**TASK ITEM:** What you return should match the data below exactly, line for line.

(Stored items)

______________________________

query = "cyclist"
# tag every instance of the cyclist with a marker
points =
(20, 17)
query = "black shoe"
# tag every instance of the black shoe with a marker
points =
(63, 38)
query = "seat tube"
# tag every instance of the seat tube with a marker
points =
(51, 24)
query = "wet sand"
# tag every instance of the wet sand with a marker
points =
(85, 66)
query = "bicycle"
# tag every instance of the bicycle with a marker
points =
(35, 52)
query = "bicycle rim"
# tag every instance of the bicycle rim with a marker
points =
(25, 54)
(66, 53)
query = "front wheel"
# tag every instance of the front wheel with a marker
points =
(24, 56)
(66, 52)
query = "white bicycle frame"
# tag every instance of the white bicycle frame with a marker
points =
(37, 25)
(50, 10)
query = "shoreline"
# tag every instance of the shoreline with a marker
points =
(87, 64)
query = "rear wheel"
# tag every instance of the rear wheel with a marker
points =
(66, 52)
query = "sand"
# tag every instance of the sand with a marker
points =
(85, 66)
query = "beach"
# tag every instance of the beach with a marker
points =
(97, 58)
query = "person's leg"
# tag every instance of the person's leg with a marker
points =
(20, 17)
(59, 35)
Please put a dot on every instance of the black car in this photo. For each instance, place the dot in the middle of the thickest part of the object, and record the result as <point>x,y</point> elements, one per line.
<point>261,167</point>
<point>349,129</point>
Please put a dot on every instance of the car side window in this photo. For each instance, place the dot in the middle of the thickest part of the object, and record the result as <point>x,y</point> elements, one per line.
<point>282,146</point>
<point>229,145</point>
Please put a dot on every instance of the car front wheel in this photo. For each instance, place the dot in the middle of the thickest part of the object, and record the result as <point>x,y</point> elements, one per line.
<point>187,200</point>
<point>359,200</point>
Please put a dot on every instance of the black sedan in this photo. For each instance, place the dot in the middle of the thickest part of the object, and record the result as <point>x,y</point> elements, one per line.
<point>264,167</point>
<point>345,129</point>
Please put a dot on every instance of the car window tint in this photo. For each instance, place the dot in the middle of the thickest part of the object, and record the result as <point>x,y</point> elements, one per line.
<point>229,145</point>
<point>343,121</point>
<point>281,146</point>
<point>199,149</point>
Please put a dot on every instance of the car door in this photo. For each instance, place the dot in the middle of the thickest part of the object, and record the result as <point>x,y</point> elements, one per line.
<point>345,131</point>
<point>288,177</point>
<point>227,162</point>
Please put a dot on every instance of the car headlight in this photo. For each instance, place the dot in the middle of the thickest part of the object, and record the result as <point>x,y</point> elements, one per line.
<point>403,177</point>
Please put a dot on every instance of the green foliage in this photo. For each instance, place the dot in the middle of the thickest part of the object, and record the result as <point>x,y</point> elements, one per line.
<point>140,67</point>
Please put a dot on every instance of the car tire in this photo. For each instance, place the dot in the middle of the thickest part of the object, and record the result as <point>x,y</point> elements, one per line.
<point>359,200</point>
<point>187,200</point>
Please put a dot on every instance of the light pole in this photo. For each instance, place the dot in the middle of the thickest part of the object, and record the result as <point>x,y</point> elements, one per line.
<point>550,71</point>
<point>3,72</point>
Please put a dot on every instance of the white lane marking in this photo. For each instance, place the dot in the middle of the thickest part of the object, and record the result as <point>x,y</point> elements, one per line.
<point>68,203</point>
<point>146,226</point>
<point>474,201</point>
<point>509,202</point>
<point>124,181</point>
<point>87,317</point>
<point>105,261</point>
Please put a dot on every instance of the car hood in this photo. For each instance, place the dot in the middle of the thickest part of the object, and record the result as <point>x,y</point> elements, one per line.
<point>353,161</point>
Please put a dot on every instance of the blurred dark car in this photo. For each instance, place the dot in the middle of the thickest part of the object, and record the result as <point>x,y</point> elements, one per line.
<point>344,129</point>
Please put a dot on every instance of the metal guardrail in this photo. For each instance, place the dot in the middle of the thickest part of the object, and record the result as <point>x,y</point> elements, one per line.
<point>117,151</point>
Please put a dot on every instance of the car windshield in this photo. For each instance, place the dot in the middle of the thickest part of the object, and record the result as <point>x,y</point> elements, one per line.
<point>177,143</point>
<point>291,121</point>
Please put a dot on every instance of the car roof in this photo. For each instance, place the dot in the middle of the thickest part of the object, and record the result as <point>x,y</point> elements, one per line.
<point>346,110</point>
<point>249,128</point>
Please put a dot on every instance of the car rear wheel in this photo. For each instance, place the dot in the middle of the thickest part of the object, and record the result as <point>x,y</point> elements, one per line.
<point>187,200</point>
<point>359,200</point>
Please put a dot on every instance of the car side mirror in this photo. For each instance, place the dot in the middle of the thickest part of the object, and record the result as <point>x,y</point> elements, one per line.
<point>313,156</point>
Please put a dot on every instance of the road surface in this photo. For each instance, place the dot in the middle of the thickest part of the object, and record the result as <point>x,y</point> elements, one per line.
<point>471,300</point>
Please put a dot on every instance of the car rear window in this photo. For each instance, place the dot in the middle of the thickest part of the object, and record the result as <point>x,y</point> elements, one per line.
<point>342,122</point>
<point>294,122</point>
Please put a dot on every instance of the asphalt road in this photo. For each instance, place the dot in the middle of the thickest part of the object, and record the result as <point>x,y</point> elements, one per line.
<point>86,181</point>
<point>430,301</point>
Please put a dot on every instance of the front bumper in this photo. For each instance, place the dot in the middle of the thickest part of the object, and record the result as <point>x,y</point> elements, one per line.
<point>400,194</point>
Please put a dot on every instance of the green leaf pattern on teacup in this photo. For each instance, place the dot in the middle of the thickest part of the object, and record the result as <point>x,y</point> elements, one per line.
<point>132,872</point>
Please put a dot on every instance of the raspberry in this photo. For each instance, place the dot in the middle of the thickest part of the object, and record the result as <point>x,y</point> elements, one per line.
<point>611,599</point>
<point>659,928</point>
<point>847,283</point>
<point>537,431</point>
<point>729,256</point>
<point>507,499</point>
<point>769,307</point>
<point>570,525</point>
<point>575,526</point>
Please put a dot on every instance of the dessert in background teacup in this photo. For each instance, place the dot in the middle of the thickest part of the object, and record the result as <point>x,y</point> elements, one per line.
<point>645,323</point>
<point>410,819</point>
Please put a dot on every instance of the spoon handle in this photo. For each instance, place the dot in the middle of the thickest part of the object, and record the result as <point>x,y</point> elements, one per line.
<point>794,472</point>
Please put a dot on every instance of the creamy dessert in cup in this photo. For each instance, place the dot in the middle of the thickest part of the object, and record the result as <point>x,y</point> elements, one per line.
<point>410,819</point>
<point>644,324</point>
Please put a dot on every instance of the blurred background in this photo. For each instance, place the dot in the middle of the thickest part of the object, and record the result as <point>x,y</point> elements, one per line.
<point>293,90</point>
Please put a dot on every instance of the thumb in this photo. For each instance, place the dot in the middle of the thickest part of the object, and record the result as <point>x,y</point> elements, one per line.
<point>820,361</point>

______________________________

**RESPONSE AREA:**
query = "cyclist"
# tag every instance of the cyclist with a marker
points =
(20, 17)
query = "black shoe"
# tag every instance of the black shoe with a marker
points =
(63, 38)
query = "seat tube"
# tag every instance of the seat tube with a marker
points =
(51, 24)
query = "wet sand"
# tag every instance of the wet sand with a marker
points =
(85, 66)
query = "bicycle"
# tag every instance of the bicycle with a marker
points =
(35, 52)
query = "bicycle rim"
# tag every instance of the bicycle rim with a marker
points =
(25, 54)
(66, 53)
query = "front wheel"
# tag every instance of the front wheel with a marker
points =
(24, 56)
(66, 52)
query = "white bicycle frame"
# tag every instance of the white bicycle frame with a marker
points =
(37, 25)
(50, 10)
query = "shoreline"
# tag every instance of the shoreline with a marker
points =
(87, 64)
query = "rear wheel"
# tag every instance of the rear wheel with a marker
points =
(66, 52)
query = "sand"
# tag every instance of the sand with a marker
points =
(85, 66)
query = "beach"
# tag every instance of the beach with a marker
points =
(97, 58)
query = "person's leg"
# tag every instance of the person's leg with a marker
points =
(20, 17)
(59, 35)
Please put a dot on every instance of the black car in this photo. For each instance, place the dot in the middle of the thickest part of the object, and record the result as <point>x,y</point> elements, one per line.
<point>261,167</point>
<point>349,129</point>
Please put a dot on every instance of the car side window in this photo. For each instance, place the dot in the middle of the thickest part of the object, and record the result as <point>x,y</point> elements, one per line.
<point>282,146</point>
<point>229,145</point>
Please put a dot on every instance of the car front wheel in this photo. For each instance, place the dot in the middle of the thickest part of the object, and record the result as <point>x,y</point> elements, one per line.
<point>187,200</point>
<point>359,200</point>
Please put a dot on every instance of the black sedan in this photo. For each instance, place the dot in the middle of the thickest part of the object, and record the result as <point>x,y</point> elements, one per line.
<point>264,167</point>
<point>345,129</point>
Please put a dot on every instance of the car window tint in this photo. For each instance, place the dot in the middle of the thickest part of the object, and record the result as <point>x,y</point> elements, one per line.
<point>229,145</point>
<point>343,121</point>
<point>281,146</point>
<point>199,149</point>
Please put a dot on every instance of the car door in this photo. For each instance, place the dot in the middle of the thickest part of the object, and record the result as <point>x,y</point> elements, one per line.
<point>345,131</point>
<point>288,177</point>
<point>227,162</point>
Please put a dot on every instance of the car headlight in this photo. For each instance, place the dot in the middle of the thickest part of the object, and record the result as <point>x,y</point> elements, one per line.
<point>403,177</point>
Please put a dot on every instance of the green foliage in this photo. For each instance, place the dot in the middle of the thickest part of the object, and record the result as <point>x,y</point> elements, one per line.
<point>140,67</point>
Please put a dot on every instance of the car tire in this photo. For each instance, place the dot in the middle of the thickest part of the object, and record the result as <point>x,y</point> elements, one per line.
<point>359,200</point>
<point>187,200</point>
Please put a dot on every instance of the light pole in this photo. For each instance, place the dot in the middle of the thickest part of the object, and record the result as <point>x,y</point> elements, one per line.
<point>550,71</point>
<point>3,72</point>
Please put a dot on every instance of the white lane marking in this photo. For each instance, place the dot in the middle of the thickest part of the object, and record the result as <point>x,y</point> elements, one per line.
<point>68,203</point>
<point>146,226</point>
<point>474,201</point>
<point>509,202</point>
<point>124,181</point>
<point>87,317</point>
<point>105,261</point>
Please put a dot on every instance of the car hood in this photo. For each instance, place the dot in the middle of the thickest part of the object, and record the result as <point>x,y</point> elements, one per line.
<point>353,161</point>
Please put a dot on every instance of the blurred dark car in this photo. For each instance, place the dot in the middle of the thickest part of the object, and record the result as <point>x,y</point> elements, one per line.
<point>344,129</point>
Please put a dot on every instance of the metal guardrail in this photo. For each instance, place the dot in the middle of the thickest part of the object, and record the result as <point>x,y</point> elements, one per line.
<point>117,151</point>
Please put a dot on every instance of the car windshield in this photo. For each instance, place the dot in the middle of the thickest part of the object, and record the result as <point>x,y</point> elements, one per line.
<point>177,143</point>
<point>291,121</point>
Please put a dot on every instance of the car roof in this photo. For each instance, place the dot in the middle of the thickest part of the object, and record the result as <point>x,y</point> elements, one per line.
<point>346,110</point>
<point>249,128</point>
Please put a dot on every instance of the car rear wheel in this photo. For each instance, place the dot in the middle of the thickest part of the object, and record the result as <point>x,y</point> elements, one per line.
<point>187,200</point>
<point>359,200</point>
Please put a dot on every instance of the car side mirror in this photo. For each instance, place the dot in the middle of the thickest part of the object, and record the result as <point>x,y</point> elements, one per line.
<point>313,156</point>
Please put a dot on every instance of the road surface in this photo. For each instance, place the dot in the middle of the thickest part of the object, and record the result as <point>x,y</point> elements, one per line.
<point>471,300</point>
Please put a dot on every instance of the car rear window in this photo. For each instance, place the dot in the middle of the thickest part of the object, and record the result as <point>x,y</point> elements, one per line.
<point>342,122</point>
<point>294,122</point>
Please put a dot on every instance of the asphalt road in this photo. For each instance, place the dot in the middle of the thickest part of the object, and record the result as <point>x,y</point> elements, one per line.
<point>86,181</point>
<point>430,301</point>
Please put a dot on every instance of the front bumper in this photo. For each instance, place the dot in the middle of the thickest part of the object, and record the result as <point>x,y</point> elements, one per line.
<point>400,194</point>
Please put a dot on every instance of the green leaf pattern on teacup in this photo. For each instance, place the dot in the middle of the thickest part of the object, and record the result as <point>x,y</point> elements, one per line.
<point>132,872</point>
Please put a dot on every instance of the raspberry in this photo. For each instance, place the dot in the middle of the thickest part of the object, and record the result as <point>x,y</point> elements, one per line.
<point>611,599</point>
<point>659,928</point>
<point>847,283</point>
<point>537,431</point>
<point>729,256</point>
<point>507,499</point>
<point>769,307</point>
<point>570,525</point>
<point>575,526</point>
Please put a dot on every instance of the dessert in background teacup in this photo. For each instance, place the dot in the middle of the thickest part of the object, and record the result as <point>x,y</point> elements, one per line.
<point>645,323</point>
<point>410,819</point>
Please put a dot on every instance of the spoon handle in this photo. For each instance, place the dot in the middle of the thickest part of the object, and record the result as <point>x,y</point> elements, one per line.
<point>794,472</point>
Please put a dot on every instance of the creamy dessert in cup in this photo. For each instance, place the dot in the middle of the thickest part of the object, and record the result as <point>x,y</point> elements, one per line.
<point>410,819</point>
<point>644,324</point>
Please put a dot on every instance of the blurred background in this photo. For each instance, place the dot in the middle of the thickest part of the object, and record the result as <point>x,y</point> elements, one per line.
<point>293,90</point>
Please put a dot on every instance of the thumb in this photo. For each instance, place the dot in the middle of the thickest part of the object, and record the result as <point>x,y</point> elements, one per line.
<point>820,361</point>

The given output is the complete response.